• [SHORT TASK] Continue the news article about the shrinking budget deficits and the 2020/2021 budget speech, starting right after its final sentence.

• [SOURCE]
________________________

Experts unconcerned as deficits are decreasing

Although government has recorded three successive budget deficits for the first three years of the National Development Plan (NDP) 11, observers note that the deficits are decreasing.

On Monday, Minister of Finance and Economic Development, Dr. Thapelo Matsheka delivered his maiden budget speech, painting a picture of how the national cake will be shared for the 2020/2021 financial period.

According to Matsheka – who doubles as a Member of Parliament for Lobatse – his budget speech responded to the need to transform the economy to a high-income status.

He announced that a budget deficit – when spending exceeds income – of P5.22 billion is projected, which represents 2.4 percent of the nation’s Gross Domestic Product (GDP).

Matsheka noted this marks a significant drop from the 3.9 percent deficit forecast for the previous financial year.

“It represents the first step towards a healthier fiscal position,” declared the Minister.

________________________

• [MATERIAL SUPPLIED]
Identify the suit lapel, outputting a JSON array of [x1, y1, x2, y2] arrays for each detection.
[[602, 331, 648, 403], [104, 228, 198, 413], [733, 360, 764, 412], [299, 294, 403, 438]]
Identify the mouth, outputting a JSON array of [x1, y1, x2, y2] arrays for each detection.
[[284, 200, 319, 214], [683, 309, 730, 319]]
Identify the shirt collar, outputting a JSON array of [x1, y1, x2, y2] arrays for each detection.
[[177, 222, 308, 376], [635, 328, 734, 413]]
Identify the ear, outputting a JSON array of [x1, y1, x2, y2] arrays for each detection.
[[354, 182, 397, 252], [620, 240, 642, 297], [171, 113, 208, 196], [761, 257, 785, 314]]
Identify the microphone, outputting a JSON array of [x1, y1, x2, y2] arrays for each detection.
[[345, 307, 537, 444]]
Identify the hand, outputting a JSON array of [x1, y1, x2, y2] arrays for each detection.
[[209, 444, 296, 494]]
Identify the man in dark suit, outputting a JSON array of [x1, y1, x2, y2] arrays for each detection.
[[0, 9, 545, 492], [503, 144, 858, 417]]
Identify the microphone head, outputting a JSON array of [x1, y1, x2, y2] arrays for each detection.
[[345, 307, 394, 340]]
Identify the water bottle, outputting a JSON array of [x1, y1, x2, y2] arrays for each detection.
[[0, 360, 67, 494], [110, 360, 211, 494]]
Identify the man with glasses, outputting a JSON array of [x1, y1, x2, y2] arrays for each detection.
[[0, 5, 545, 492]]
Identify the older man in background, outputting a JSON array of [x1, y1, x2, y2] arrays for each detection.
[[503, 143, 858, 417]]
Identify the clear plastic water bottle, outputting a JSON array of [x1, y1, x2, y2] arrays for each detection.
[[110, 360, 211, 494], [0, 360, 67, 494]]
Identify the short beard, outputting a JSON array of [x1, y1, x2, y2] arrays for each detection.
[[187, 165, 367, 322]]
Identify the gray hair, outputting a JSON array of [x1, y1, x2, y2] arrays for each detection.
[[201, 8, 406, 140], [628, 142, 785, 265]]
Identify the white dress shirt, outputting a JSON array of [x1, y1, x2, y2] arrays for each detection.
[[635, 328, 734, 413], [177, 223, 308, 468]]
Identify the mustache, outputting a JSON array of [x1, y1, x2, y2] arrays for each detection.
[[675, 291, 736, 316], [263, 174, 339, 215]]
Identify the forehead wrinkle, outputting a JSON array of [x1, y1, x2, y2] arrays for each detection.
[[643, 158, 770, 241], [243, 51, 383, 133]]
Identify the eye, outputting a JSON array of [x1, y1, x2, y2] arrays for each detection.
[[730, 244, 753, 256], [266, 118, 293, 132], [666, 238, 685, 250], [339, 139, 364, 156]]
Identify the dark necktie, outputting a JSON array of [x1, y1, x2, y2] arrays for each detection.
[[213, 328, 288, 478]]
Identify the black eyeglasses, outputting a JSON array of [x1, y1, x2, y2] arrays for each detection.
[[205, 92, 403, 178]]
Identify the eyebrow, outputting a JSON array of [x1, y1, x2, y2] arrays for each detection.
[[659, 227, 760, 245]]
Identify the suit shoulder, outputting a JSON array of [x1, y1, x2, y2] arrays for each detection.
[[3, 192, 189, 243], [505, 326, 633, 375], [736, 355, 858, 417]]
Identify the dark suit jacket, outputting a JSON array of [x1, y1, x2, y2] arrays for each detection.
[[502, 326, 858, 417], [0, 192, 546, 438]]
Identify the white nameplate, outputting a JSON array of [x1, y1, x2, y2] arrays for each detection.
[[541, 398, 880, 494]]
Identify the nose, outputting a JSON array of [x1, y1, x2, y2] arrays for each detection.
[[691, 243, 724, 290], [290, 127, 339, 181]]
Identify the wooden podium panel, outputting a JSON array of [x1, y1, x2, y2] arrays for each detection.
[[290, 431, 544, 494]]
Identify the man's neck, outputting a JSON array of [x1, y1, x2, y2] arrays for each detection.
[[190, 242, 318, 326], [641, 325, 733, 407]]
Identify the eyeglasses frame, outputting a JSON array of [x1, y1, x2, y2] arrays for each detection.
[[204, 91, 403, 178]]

________________________

• [ANSWER TO THE PROBLEM]
Speaking to Voice Money shortly after Matsheka’s speech, Chief Economist at First National Bank Botswana (FNBB) Moatlhodi Sebabole confirmed it is evident deficits are dropping.

“It is clear deficits are going down, which is in line with government objectives to keep it at a bare minimum of 4 percent of the GDP,” said Sebabole, adding that another notable highlight was for government to see the economy ‘coming into the hands of the citizens’.

He further mentioned government’s intention to streamline State Owned Enterprises (SOEs) to align them with the transformation agenda.

At the moment there are over 60 SOEs, ranging from regulatory, through academic to commercial ones.

Created to achieve specific goals, Minister Matsheka noted that the poor performance of some of these enterprises indicates they have lost their direction over time.

Indeed, Sebabole feels government is going in the right direction by revisiting the mandates of these organisations.

“While the idea sounds good on paper, implementation will, however, remain key,” warned the Chief Economist.

For his part, FNBB Chief Executive Officer, Steven Bogatsu admitted he had anticipated the deficit to grow due to the rise in public service salaries introduced last year.

“If the Minister has managed to curb the budget deficit to about 2.4 percent, I think he has done very well to try to attempt to balance it,” praised Bogatsu.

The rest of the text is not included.